Point labeling data based on photos
----
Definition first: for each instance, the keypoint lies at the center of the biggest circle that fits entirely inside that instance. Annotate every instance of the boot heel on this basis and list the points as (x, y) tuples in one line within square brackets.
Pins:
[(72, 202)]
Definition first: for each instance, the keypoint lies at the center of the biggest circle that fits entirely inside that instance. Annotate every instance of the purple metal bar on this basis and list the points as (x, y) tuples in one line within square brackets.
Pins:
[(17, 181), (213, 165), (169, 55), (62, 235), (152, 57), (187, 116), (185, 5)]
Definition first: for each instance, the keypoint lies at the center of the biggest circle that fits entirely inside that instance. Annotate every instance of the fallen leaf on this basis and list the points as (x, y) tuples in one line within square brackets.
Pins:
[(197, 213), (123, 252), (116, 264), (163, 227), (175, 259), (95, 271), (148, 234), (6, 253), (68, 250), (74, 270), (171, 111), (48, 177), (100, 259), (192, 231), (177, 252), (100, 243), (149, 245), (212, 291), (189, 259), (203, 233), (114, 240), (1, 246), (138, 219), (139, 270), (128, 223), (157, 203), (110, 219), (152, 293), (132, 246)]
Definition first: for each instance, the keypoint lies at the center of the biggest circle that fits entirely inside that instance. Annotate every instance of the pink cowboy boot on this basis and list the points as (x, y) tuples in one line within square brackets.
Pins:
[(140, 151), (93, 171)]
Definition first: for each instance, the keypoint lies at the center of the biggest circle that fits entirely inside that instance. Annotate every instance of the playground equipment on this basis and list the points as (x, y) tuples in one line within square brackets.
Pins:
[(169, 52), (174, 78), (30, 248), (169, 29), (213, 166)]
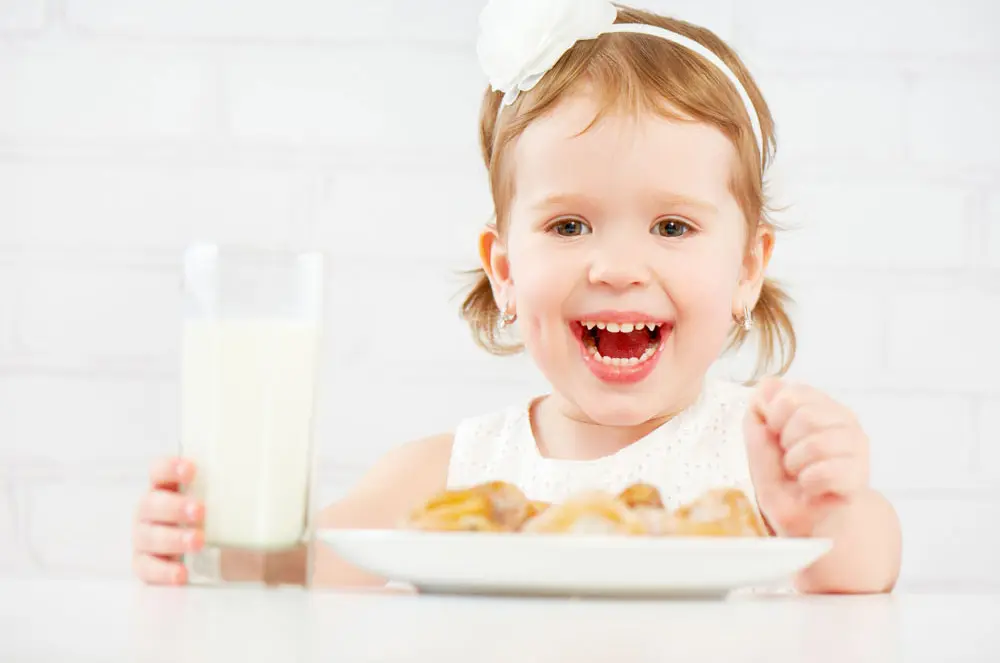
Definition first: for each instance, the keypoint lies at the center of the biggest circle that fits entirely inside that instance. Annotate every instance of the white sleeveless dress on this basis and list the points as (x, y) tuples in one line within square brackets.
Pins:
[(700, 449)]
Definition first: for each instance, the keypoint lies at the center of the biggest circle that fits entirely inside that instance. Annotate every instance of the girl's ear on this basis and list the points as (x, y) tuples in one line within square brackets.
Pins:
[(493, 256), (754, 268)]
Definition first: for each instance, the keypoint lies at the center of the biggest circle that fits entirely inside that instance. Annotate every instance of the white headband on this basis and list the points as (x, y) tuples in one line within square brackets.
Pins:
[(520, 40)]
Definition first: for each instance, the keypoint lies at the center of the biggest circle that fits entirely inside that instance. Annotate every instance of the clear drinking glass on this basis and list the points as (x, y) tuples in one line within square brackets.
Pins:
[(251, 339)]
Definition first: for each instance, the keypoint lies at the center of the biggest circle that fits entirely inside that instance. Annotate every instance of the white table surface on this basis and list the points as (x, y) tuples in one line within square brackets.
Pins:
[(83, 621)]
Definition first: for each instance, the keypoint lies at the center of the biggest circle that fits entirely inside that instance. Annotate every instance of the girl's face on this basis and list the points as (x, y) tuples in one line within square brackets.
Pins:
[(624, 258)]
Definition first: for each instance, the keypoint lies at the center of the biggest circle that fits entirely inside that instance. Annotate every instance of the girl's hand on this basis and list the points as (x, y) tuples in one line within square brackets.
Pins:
[(167, 525), (807, 453)]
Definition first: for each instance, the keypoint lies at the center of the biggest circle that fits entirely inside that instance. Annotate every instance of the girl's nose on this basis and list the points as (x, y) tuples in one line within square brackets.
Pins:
[(619, 268)]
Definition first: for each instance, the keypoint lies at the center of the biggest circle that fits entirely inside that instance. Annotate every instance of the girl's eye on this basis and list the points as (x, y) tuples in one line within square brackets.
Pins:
[(671, 228), (571, 228)]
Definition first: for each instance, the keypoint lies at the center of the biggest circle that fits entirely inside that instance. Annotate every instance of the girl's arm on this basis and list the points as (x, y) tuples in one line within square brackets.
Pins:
[(867, 547)]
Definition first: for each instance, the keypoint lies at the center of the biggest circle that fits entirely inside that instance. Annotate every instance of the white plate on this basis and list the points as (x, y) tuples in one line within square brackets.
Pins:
[(570, 565)]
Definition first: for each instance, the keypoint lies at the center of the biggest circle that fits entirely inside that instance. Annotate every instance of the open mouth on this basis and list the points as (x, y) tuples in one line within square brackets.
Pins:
[(621, 344)]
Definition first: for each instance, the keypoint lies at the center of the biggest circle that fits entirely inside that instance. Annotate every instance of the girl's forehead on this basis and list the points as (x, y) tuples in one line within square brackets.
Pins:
[(566, 150)]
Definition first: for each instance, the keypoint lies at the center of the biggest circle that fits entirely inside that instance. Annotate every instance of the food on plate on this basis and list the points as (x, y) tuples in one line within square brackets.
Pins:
[(587, 513), (718, 512), (490, 507), (641, 495), (638, 510)]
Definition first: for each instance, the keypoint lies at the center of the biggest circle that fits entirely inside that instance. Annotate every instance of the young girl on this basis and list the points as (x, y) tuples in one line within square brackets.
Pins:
[(626, 153)]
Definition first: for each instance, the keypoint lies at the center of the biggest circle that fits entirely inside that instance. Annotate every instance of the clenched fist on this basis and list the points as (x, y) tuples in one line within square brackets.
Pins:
[(807, 453)]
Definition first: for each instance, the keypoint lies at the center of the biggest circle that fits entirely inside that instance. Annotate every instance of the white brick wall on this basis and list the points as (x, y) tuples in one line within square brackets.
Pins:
[(21, 15), (130, 128)]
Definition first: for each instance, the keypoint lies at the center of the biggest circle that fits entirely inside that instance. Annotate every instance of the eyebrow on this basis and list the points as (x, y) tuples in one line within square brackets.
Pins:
[(661, 198)]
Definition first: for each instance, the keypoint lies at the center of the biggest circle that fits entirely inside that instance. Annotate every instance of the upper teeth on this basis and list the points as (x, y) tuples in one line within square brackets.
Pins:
[(622, 327)]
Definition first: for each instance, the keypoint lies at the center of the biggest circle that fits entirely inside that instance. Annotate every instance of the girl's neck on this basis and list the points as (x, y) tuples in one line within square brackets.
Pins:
[(563, 432)]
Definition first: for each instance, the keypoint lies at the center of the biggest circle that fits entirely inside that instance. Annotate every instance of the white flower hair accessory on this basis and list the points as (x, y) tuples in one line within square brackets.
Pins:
[(520, 40)]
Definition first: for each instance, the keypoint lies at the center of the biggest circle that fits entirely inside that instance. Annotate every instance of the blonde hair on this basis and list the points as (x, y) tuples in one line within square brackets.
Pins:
[(644, 73)]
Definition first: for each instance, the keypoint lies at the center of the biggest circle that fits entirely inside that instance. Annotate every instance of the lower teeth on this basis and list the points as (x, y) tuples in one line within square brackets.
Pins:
[(623, 361)]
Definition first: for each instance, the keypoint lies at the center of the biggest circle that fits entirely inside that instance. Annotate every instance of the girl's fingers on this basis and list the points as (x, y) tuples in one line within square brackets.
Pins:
[(164, 540), (169, 508), (159, 571)]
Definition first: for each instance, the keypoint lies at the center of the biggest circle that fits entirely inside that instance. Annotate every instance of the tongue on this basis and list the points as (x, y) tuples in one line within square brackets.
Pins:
[(622, 344)]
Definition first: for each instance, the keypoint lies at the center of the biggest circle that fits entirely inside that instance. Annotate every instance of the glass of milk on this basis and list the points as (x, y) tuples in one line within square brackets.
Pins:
[(249, 369)]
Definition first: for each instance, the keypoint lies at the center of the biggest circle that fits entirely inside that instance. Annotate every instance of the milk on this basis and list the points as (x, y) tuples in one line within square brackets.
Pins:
[(247, 393)]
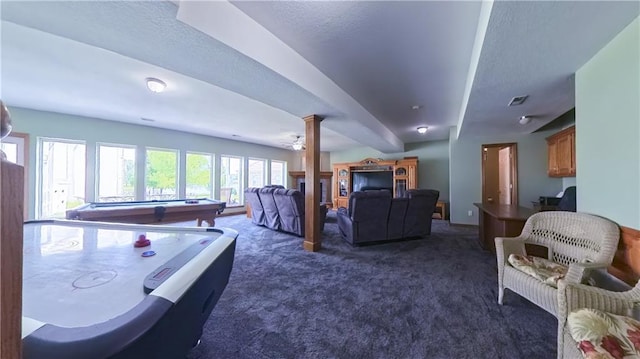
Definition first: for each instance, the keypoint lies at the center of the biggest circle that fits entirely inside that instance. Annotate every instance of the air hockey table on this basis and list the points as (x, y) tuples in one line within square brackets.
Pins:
----
**AIM:** Rewrite every line from the start of the items through the line containing "[(72, 202)]", with both ends included and the requests kept. Increase each coordinate in the answers by 127.

**EXERCISE RESULT:**
Definition first: for each instance, the keypoint lies at the center of the biggest circle that fits entirely inside that instance. Annotate every instance of the boot heel on this basis and list the points as (x, y) tuples in one line within square brackets.
Pins:
[(199, 329)]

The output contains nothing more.